On Thu, Dec 8, 2016 at 9:50 AM, Jorge Torralba <jorge.torralba@gmail.com>
wrote:

Look into this setting.

zero_damaged_pages = on;

The docs should explain it.

On Wed, Dec 7, 2016 at 2:47 PM, sreekanth Palluru <sree4pg@gmail.com>
wrote:

Hi ,

I am getting invalid page header error and what I could observe is when I
select the table I get this error , where as if I select table and order by
primary key I can retrieve the rows from table.

And I don't see any dataloss ( based on total number records) after
fixing the blocks using zero_damaged_pages=on and then vacuum full on the
table

Please note I have renamed few tables to avoid giving actual table names

We run Postgres 9.2 version on Windows and Dell Optiplex XE2 server and
we suspect that block corruption would have happen due to
hardware/memory/power failures reasons and I have gone through wikik
https://wiki.postgresql.org/wiki/Reliable_Writes.

I want to understand why we can read the table through where there exists
index and explain plan shows Index scan and with high cost compare to seq
scan .
I assume that since there no rows/data present in these corrupted blocks
index scan skips these blocks and hence it is not throwing the error .

Also , I want to know what would have caused the postgres to create these
corrupted blocks and
can I reproduce this error ? appreciate if you share any pointers to
blogs/mailing lists if this type of issue is already discussed ?

create table a.parametertable_bak as select * from a.parametertable order
by id;

labs=# select count(*) from a.parametertable_bak ;
count
-------
31415
(1 row)

labs=#
labs=# checkpoint;
CHECKPOINT
labs=# set zero_damaged_pages=on;
SET
labs=# vacuum full a.parametertable;
WARNING: invalid page header in block 204 of relation base/16413/16900;
zeroing out page
WARNING: invalid page header in block 205 of relation base/16413/16900;
zeroing out page
VACUUM
labs=# select count(*) from a.parametertable ;
count
-------
31415
(1 row)

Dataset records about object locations
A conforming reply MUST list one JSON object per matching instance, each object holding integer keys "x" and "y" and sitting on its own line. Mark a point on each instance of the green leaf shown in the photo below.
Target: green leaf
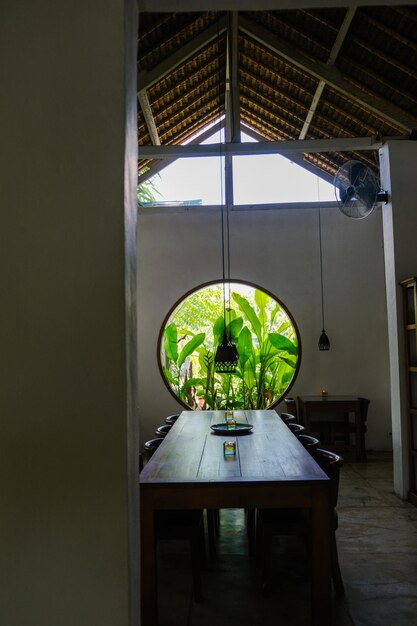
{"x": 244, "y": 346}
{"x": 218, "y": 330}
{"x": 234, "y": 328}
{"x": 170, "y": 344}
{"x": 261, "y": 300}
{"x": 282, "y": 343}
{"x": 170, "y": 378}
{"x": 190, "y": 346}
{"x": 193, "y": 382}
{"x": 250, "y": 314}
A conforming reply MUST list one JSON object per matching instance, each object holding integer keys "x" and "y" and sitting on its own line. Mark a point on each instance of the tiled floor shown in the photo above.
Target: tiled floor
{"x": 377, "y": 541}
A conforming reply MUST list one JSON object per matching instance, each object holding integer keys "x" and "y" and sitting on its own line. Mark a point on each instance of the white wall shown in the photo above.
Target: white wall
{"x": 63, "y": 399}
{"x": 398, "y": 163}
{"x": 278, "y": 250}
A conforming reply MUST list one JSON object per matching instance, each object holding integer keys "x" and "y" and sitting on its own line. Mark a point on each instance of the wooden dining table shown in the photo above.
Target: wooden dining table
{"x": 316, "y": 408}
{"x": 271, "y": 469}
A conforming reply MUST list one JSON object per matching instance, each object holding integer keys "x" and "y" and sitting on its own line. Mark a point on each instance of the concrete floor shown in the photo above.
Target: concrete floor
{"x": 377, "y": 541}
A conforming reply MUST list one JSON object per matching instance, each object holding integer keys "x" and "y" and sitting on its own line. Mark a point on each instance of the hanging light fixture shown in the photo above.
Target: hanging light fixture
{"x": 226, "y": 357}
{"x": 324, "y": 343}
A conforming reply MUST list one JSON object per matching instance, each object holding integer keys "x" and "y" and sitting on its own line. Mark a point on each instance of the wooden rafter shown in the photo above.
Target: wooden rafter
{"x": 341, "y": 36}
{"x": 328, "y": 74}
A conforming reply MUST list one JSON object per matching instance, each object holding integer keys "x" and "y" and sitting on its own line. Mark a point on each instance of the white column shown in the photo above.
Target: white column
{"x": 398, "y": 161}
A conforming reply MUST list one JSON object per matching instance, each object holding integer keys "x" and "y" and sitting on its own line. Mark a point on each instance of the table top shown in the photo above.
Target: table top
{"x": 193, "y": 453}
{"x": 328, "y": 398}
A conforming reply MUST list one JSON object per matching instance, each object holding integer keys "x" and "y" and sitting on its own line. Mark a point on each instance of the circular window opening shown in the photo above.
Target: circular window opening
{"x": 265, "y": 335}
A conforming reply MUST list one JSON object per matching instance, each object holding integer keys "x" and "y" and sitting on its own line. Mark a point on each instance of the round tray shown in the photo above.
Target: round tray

▸ **WHAT THE TASK REQUIRES**
Translate the sentence "The docs should explain it." from the PostgreSQL corruption thread into Spanish.

▸ **EXERCISE SOLUTION**
La documentación debería explicarlo.